- Task goal
Pull out every line in the records below that contains the word "entrance", copying each one in full. Case matters, so skip lines where the word has different capitalization.
--- START ---
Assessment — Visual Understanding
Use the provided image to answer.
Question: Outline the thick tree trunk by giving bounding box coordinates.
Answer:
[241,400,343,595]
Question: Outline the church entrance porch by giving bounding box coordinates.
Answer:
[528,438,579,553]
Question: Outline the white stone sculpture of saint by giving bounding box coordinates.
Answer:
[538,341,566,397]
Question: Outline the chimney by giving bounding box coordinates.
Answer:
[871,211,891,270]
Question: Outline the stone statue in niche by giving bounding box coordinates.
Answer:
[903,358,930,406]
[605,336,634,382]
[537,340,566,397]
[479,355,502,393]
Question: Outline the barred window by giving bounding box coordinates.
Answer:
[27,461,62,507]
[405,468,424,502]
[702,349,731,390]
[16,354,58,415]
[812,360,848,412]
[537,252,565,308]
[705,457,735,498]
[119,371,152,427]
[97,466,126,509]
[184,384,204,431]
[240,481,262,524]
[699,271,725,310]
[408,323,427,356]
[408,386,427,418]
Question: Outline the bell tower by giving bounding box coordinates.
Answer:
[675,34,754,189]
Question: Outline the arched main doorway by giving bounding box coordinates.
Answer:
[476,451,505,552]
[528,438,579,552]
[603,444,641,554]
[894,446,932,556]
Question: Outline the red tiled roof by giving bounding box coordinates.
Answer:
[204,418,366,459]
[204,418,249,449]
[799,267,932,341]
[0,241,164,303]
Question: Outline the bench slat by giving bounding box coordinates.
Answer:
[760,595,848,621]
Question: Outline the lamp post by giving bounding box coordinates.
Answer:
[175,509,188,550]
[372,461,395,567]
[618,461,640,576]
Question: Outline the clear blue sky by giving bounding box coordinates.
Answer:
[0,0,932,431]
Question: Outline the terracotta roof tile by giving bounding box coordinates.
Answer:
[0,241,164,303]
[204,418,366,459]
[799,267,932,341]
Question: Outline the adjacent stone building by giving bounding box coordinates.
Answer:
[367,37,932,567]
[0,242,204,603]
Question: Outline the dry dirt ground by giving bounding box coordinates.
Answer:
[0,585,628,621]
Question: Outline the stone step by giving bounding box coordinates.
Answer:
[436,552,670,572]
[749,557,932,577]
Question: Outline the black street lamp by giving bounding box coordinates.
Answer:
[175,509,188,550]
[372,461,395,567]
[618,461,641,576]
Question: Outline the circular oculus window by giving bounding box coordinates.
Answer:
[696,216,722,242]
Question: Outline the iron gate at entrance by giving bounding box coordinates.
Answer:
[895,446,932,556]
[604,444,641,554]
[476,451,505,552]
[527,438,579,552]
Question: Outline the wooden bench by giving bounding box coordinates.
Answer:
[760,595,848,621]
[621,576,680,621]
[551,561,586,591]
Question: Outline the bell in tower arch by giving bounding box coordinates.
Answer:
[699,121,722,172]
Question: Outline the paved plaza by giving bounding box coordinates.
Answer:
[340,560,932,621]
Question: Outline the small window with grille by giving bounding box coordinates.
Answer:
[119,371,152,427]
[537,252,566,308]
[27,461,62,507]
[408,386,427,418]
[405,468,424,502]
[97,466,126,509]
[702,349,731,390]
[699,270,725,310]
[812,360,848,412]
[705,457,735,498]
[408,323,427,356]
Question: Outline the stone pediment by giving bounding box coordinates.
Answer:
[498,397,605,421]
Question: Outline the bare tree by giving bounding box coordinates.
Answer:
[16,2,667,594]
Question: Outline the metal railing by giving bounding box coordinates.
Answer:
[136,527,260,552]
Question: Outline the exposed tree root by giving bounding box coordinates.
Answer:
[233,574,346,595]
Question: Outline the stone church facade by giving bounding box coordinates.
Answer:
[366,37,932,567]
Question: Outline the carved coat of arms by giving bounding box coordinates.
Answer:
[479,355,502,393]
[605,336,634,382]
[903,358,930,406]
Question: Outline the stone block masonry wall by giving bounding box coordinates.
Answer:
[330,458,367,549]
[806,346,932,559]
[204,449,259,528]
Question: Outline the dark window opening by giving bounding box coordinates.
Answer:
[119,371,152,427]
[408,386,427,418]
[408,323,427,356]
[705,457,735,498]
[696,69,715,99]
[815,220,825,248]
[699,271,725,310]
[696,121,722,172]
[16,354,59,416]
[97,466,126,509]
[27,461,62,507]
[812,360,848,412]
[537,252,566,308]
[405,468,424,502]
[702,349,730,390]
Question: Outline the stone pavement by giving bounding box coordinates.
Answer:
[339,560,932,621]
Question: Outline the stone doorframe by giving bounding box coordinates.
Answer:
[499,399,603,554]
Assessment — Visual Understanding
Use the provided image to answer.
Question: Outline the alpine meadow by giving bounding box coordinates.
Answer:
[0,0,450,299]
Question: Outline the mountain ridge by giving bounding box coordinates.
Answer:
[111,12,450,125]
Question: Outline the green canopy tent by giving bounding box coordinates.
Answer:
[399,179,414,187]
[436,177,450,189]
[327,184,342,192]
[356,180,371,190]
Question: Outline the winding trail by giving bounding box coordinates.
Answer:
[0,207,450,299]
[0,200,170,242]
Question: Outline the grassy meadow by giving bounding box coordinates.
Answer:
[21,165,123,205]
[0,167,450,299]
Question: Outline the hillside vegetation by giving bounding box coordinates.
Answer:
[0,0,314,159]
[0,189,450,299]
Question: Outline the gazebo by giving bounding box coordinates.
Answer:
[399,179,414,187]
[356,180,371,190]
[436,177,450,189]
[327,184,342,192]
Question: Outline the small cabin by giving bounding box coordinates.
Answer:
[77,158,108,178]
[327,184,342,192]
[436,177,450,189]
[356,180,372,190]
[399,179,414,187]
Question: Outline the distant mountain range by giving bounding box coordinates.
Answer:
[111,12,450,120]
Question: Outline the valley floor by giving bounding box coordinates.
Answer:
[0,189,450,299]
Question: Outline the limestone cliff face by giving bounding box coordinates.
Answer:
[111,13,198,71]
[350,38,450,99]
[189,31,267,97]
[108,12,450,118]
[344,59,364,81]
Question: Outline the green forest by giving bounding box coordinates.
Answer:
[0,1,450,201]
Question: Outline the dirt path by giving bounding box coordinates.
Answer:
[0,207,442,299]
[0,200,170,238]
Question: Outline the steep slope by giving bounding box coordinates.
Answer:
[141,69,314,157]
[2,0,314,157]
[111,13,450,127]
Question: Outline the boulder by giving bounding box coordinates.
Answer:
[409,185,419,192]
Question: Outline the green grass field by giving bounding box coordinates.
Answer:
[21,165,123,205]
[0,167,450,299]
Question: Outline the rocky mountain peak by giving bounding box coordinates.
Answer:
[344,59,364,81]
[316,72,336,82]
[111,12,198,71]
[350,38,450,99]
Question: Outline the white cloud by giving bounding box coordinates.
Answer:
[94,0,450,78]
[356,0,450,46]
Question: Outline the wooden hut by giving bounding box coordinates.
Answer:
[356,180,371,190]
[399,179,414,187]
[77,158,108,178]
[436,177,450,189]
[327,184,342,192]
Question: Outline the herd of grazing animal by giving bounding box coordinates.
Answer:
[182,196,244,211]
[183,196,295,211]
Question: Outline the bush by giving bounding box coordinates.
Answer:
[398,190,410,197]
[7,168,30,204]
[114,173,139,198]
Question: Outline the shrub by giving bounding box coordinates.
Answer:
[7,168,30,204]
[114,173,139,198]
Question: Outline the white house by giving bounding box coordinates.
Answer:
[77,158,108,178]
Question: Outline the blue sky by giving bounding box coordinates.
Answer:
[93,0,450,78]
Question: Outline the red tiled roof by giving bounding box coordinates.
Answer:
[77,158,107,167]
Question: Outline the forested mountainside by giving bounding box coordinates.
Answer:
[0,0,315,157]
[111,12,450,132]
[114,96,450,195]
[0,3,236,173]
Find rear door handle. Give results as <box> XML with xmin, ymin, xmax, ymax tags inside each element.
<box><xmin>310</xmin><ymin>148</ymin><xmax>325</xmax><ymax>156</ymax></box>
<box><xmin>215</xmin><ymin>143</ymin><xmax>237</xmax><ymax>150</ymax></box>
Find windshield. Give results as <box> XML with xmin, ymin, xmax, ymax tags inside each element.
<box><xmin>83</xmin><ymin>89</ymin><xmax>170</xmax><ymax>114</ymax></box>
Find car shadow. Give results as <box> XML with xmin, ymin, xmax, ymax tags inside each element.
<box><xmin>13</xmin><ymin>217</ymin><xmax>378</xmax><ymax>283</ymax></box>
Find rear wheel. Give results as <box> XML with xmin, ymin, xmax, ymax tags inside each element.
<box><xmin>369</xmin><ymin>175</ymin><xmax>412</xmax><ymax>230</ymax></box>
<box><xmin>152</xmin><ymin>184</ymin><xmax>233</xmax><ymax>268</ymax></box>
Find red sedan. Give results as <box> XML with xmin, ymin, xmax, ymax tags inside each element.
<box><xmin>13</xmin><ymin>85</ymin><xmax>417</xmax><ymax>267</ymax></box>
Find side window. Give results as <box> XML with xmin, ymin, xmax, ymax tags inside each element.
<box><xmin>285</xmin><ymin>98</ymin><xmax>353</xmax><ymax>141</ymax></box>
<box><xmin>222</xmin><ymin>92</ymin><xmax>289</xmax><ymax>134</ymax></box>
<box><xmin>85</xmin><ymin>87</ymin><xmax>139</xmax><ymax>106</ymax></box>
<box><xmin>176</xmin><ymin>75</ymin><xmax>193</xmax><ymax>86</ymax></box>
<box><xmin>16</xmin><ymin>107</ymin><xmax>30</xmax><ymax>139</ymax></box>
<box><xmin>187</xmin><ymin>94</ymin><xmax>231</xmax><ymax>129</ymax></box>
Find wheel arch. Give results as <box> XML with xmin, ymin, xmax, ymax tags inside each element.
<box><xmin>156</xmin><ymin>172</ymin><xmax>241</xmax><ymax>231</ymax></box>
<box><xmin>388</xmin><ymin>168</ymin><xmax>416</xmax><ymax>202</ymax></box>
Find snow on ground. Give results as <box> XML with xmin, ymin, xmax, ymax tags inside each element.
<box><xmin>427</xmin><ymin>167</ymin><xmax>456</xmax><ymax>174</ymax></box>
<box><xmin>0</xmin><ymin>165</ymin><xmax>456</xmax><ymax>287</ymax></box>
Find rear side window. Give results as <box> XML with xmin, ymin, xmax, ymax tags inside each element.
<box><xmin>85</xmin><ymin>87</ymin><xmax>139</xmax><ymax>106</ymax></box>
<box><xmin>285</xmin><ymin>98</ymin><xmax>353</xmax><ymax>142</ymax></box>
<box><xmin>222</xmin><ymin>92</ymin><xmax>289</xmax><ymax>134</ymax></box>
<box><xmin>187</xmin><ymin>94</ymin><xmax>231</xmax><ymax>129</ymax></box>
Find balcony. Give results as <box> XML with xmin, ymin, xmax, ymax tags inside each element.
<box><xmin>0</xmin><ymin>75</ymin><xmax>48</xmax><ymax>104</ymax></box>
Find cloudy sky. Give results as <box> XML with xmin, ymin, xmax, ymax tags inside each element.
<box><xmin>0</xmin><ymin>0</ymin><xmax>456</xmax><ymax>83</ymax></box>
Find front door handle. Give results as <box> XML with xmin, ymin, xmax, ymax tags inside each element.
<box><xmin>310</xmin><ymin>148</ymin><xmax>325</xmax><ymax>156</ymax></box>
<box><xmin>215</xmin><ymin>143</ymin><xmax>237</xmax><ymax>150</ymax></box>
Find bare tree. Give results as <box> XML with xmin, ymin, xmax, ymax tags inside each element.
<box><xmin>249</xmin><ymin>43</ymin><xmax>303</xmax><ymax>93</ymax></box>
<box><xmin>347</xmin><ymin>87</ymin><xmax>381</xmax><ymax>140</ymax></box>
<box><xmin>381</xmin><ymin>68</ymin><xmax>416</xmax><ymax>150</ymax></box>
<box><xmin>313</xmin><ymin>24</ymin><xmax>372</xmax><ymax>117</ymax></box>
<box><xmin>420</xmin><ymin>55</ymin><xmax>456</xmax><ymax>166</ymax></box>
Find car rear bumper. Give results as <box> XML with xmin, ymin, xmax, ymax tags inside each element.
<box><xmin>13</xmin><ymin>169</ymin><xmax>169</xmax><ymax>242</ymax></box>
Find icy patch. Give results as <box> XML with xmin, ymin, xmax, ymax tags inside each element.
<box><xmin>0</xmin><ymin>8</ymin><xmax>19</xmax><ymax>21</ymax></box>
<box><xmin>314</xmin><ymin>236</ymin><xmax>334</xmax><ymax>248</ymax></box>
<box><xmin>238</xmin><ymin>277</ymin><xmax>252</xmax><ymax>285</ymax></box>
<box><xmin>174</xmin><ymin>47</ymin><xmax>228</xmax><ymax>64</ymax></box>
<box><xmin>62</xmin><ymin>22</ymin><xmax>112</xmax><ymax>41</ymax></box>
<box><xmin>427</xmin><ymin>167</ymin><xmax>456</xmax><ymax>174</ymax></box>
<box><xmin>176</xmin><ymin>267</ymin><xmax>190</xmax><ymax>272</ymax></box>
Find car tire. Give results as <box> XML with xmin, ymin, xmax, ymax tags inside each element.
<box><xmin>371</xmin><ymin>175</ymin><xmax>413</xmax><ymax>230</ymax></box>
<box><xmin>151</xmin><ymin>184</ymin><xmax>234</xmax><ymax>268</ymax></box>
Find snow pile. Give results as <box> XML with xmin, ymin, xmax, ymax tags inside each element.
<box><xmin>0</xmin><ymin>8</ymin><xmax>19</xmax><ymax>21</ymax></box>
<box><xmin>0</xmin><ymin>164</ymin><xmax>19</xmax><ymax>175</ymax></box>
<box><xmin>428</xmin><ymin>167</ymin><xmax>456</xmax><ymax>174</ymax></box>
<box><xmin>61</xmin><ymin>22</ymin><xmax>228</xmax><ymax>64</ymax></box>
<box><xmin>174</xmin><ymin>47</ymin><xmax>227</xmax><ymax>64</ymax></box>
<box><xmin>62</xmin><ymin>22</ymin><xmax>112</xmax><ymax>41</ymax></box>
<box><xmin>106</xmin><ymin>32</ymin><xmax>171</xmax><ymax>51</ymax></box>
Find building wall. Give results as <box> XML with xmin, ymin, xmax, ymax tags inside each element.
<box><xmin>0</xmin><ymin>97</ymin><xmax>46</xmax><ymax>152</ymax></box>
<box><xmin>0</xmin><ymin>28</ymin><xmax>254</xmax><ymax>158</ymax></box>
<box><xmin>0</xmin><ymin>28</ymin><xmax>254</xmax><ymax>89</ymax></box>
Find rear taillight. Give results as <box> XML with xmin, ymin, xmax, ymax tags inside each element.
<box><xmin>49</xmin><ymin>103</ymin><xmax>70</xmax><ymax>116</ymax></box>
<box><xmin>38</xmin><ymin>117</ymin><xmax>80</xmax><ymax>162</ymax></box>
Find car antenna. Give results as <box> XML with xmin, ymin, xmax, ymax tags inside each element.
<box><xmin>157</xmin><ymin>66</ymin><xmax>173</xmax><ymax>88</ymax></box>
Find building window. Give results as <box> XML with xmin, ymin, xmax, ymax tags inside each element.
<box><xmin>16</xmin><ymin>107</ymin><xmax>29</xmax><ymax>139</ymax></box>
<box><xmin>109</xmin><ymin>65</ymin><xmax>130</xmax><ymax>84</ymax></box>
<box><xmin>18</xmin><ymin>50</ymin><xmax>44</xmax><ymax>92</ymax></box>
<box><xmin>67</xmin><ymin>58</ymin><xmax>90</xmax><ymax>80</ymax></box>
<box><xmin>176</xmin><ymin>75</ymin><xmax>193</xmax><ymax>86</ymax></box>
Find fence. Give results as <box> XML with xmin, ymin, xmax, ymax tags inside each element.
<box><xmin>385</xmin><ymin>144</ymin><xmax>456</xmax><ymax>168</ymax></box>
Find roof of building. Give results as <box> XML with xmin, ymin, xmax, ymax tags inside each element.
--- END ---
- Answer to the exercise
Question: Outline the church entrance porch by giving bounding box coordinates.
Question: Outline the iron gate at entrance by giving bounding box coordinates.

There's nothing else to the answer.